- _TEXT EXCERPT_:

For any performer, the transition from the live stage to the big screen is an exciting step forward in their career. For comedian Sebastian Maniscalco, it tacked on a second acting credit for his professional accomplishments in 2023, which includes his voice work in Illumination's The Super Mario Bros. Movie. This, ironically, could also count as a comedy centering around a relationship between two Italian-Americans. Those familiar with Maniscalco's standup work, they're incredibly familiar with his Italian roots and the stories he often tells about his father Salvatore. Maniscalco teamed up with Robert De Niro to retell the events that led up to him proposing to his now wife Lana Gomez, but the loose autobiography only emphasizes the weakest links in Maniscalco's material.

About My Father fails when daring to be different right from its opening moments. Its fourth-wall-breaking narration from Maniscalco attempts to catch audiences up with his life, but omits some important details. Maniscalco swaps the specifics of his hometown - Arlington Heights, Ill., - for the city of Chicago. While it's not uncommon for Chicago suburbanites to gloss over their cities if they can say they're from Chicago, it feels too vague for the scope of the film. Additionally, Maniscalo's wife-to-be and her family are both Jewish and Hispanic, so why are neither of these elements incorporated into the movie itself? This already deflates the potential for culture clashes between De Niro's Salvo and his daughter-in-law's family. Instead, the family is a two-dimensional, unoriginal, and all too familiar picture of the American 1%. Nothing about this family - or the movie - is memorable. About My Father struggles to hold the same sense of humor as Maniscalo's earlier, more successful work. Instead, it's far too immature for its own good, played up for laughs that do not land. Yes, Manscalo and De Niro are very Italian, but every trope hit seems to perpetuate the same assumptions made about Italian-Amerians. It's the only thing that About My Father has to work with.

- _PROVIDED DATA_:
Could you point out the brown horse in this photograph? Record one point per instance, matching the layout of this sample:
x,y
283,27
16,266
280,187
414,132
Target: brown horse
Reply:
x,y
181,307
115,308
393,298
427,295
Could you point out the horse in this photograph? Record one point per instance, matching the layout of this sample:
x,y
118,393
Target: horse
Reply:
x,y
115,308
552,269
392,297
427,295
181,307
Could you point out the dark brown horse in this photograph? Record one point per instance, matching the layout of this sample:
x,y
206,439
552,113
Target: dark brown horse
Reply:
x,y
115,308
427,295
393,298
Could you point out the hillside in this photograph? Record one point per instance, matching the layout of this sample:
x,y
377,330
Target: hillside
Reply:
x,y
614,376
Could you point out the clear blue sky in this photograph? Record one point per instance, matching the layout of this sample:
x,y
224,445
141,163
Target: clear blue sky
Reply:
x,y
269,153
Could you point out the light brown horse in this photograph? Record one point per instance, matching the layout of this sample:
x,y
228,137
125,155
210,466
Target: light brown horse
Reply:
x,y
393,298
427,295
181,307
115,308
* * *
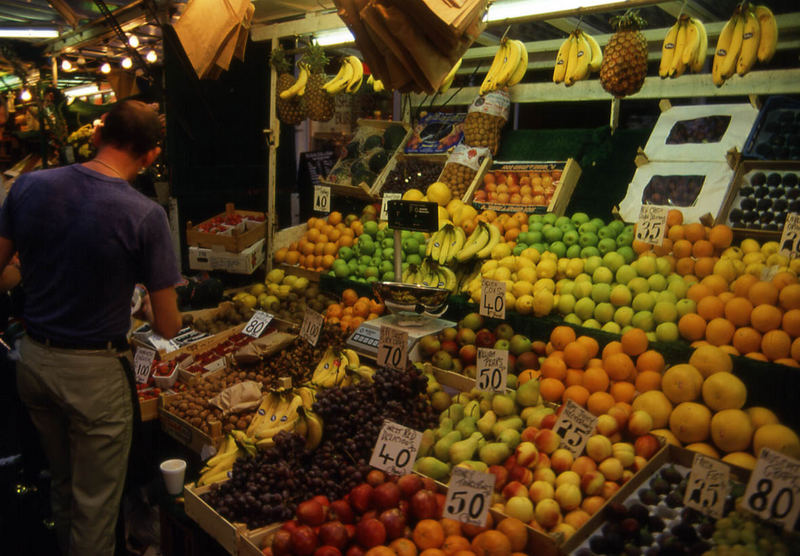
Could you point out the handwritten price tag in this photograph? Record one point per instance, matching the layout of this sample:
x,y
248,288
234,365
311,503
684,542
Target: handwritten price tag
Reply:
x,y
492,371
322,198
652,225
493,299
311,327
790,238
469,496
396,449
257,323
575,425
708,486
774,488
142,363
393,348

- _OBJECTIVES_:
(1) Decide whether each statement agrees with the review of About My Father, answering yes or no and quoting the words of the review that settle it: (a) the film names Maniscalco's hometown as Arlington Heights; (b) De Niro's character in the film is called Salvo; (c) the review calls the film too immature.
(2) Write the next part of the review of About My Father, picking up after its final sentence.
The lines placed after the review of About My Father are separate material and have no connection to it.

- _RESPONSES IN ORDER_:
(1)
(a) No: "Maniscalco swaps the specifics of his hometown - Arlington Heights, Ill., - for the city of Chicago."
(b) Yes: "This already deflates the potential for culture clashes between De Niro's Salvo and his daughter-in-law's family."
(c) Yes: "Instead, it's far too immature for its own good, played up for laughs that do not land."

(2)
From its get-go About My Father proves no hesitancy is made when diving head-first into stereotypes. These are incredibly harmless, yes, but restrict any room for originality. There's a plot to be followed, but at the same time, About My Father feels aimless as it jumps from scene to scene. It nears the feel of watching one of Maniscalco's Netflix specials if every single aspect of it was spoon-fed to an audience. There's more time dedicated to the jokiness of it all than the plot itself, and About My Father is desperate to be funny. Too much time is spent on each bit, and almost every performance outside of De Niro or Maniscalo feels canned, even unnatural in a way. The best scenes are the emotional beats between De Niro and Maniscalco, as they capture the exact heart that the movie struggles to find elsewhere. If only the timing in the third act would make sense by the time the incredibly predictable resolution of the story hits, maybe Maniscalo's on-screen debut would play more in his favor.

It's a surprise that Lionsgate gambled on such a disappointment for their Memorial Day Weekend release. By the time About My Father wraps itself up, you'll be more than about ready to leave the theater. 3/10.